• **Your objective**: For each line below that contains the word "camouflage", return that line.

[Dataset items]
◆ ◆ ◆ ◆
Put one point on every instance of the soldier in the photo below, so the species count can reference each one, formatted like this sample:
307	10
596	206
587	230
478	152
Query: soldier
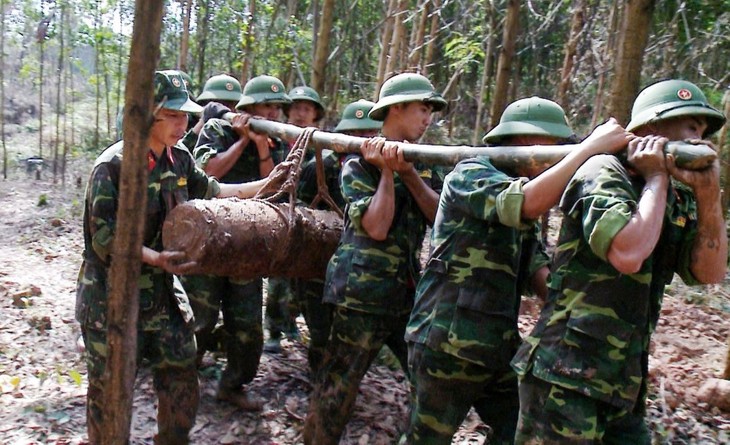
305	110
628	226
220	95
165	332
233	153
318	315
485	253
371	277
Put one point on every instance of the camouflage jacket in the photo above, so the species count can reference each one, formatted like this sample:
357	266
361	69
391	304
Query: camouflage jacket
◆ ◆ ◆ ◆
• **Reply**:
Put one point on every instance of the camouflage jacket in the photo above, so the species count can reference each one, formatted like this sample:
Query: camouflage jacket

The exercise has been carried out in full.